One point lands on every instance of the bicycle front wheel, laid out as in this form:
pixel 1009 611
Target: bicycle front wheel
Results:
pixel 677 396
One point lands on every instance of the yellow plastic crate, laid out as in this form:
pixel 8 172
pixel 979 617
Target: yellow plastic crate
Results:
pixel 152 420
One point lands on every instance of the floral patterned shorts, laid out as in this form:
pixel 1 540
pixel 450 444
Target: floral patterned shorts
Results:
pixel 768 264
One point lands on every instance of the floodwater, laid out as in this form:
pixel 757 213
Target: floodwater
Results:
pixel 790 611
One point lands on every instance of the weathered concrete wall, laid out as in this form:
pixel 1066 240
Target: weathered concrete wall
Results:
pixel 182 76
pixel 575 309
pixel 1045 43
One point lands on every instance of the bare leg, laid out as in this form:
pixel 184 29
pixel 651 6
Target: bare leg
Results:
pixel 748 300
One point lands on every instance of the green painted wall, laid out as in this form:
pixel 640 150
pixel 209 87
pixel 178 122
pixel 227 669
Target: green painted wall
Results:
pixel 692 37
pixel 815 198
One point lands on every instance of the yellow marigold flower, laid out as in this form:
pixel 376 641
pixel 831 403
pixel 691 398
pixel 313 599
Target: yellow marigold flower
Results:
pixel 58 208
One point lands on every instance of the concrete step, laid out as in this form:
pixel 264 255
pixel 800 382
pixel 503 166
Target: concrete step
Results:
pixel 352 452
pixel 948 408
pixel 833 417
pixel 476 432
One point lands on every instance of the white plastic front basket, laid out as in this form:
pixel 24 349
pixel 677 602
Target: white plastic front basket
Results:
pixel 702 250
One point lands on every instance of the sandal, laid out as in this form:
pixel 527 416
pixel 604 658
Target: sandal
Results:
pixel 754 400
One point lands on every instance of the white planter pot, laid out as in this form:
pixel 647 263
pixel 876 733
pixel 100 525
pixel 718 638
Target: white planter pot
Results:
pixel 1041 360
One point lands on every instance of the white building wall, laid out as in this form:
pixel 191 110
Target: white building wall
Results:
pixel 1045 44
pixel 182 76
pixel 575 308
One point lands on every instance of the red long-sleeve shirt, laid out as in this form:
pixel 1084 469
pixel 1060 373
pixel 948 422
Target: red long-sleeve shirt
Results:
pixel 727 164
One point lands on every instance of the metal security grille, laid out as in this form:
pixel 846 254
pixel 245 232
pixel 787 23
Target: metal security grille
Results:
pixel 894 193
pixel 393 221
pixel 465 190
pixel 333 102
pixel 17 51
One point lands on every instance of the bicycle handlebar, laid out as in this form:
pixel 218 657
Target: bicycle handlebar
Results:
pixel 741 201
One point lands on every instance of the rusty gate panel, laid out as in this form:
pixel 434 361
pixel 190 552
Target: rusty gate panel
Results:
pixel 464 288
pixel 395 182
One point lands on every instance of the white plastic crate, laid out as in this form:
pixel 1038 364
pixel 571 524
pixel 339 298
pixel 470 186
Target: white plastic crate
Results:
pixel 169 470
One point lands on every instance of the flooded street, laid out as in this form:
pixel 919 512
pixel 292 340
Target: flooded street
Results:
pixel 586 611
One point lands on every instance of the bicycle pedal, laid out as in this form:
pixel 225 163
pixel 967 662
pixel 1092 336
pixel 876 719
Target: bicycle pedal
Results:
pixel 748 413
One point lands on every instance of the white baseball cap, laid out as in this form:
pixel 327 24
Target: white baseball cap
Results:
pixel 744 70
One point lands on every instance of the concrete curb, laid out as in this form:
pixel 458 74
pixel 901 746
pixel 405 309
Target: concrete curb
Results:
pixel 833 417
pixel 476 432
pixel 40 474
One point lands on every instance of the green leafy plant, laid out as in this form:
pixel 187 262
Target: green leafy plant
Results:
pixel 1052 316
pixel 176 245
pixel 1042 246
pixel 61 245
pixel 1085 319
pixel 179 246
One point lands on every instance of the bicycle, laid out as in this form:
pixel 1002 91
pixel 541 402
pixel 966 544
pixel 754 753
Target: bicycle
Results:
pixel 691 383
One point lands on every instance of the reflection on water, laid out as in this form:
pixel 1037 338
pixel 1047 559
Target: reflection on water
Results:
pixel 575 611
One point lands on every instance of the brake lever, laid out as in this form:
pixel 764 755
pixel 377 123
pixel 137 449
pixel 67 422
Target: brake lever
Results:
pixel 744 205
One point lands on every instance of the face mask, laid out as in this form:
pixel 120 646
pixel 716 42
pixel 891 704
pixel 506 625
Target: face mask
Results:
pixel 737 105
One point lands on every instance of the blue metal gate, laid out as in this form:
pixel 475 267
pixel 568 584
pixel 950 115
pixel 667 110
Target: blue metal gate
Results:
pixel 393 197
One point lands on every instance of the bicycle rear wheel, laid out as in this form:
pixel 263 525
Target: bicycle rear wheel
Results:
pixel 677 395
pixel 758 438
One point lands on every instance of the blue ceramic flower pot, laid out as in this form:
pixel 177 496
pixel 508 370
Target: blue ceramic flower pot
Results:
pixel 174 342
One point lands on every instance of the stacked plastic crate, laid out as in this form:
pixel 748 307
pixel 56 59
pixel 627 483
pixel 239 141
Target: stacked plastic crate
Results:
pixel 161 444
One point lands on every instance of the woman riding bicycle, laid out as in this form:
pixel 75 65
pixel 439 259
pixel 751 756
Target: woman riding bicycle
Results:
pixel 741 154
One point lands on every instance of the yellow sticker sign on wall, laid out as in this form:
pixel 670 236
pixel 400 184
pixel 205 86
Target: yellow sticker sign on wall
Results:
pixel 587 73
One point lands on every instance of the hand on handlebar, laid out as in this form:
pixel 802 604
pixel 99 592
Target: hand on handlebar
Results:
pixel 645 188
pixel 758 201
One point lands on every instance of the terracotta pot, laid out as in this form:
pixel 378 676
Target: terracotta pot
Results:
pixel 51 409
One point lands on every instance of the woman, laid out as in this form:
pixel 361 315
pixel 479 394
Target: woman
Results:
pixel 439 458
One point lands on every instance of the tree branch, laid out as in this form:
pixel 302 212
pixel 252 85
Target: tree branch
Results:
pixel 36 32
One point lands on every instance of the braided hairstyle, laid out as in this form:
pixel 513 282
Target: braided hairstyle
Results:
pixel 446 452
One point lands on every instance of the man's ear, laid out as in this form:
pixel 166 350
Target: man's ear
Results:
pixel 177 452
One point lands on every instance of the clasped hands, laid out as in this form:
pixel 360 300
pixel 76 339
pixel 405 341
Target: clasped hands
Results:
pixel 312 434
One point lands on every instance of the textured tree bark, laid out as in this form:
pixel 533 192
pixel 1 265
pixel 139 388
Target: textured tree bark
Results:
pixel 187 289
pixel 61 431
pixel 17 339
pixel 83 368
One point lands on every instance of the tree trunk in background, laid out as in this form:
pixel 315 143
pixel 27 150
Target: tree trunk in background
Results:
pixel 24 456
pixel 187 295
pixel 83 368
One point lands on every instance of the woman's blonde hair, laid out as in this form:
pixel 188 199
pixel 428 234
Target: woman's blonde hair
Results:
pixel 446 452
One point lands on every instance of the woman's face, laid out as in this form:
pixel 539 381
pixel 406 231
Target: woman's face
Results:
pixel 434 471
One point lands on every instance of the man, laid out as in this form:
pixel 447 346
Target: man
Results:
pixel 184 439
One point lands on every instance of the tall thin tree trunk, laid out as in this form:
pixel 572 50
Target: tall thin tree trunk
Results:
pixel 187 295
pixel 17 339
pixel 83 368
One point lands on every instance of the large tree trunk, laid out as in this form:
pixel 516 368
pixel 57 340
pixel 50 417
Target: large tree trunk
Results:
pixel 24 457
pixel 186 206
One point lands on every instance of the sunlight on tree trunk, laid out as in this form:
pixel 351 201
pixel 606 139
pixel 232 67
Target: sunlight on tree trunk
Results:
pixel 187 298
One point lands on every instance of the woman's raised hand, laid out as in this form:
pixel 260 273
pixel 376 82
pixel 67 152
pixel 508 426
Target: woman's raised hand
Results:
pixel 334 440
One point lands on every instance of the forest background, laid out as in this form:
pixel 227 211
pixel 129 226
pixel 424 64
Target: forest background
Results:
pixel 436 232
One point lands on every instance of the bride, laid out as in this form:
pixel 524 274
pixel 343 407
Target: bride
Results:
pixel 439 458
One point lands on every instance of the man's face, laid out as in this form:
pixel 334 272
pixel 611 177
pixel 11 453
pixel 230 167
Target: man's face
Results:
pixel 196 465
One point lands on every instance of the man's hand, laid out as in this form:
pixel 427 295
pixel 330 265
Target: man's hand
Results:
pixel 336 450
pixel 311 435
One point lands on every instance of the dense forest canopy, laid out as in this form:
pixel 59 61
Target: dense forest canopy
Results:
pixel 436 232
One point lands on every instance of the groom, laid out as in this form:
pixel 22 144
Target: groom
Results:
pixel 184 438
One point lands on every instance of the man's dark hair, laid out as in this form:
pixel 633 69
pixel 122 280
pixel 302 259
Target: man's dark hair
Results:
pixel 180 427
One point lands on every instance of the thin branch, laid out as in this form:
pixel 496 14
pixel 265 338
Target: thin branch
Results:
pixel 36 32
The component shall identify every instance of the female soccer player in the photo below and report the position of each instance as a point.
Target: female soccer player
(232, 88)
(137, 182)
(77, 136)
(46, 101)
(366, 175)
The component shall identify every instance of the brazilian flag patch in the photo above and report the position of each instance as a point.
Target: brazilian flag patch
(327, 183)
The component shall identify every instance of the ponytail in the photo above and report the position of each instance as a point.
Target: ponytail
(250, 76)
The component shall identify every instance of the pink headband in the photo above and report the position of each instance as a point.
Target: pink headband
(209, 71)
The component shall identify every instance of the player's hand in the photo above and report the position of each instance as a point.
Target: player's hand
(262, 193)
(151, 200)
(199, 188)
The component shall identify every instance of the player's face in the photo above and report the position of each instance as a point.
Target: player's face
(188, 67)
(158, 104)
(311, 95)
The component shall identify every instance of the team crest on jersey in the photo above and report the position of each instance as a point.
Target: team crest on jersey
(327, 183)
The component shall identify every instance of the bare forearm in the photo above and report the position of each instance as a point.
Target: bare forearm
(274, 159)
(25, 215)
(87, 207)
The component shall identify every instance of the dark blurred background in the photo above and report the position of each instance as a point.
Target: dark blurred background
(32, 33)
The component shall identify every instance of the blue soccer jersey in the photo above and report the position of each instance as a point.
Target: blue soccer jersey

■ ■ ■

[Work request] Would you please copy, word for word, everything above from the line containing "One point lands on every instance of the green painted" down to the line containing "One point lands on every instance of the yellow marigold", those two lines included?

[Answer section]
One point lands on every instance of the green painted wall, laid out as in this form:
pixel 640 150
pixel 209 87
pixel 178 122
pixel 227 669
Target: green painted wall
Results:
pixel 692 37
pixel 815 198
One point lands on every instance of the yellow marigold flower, laid out as in this form:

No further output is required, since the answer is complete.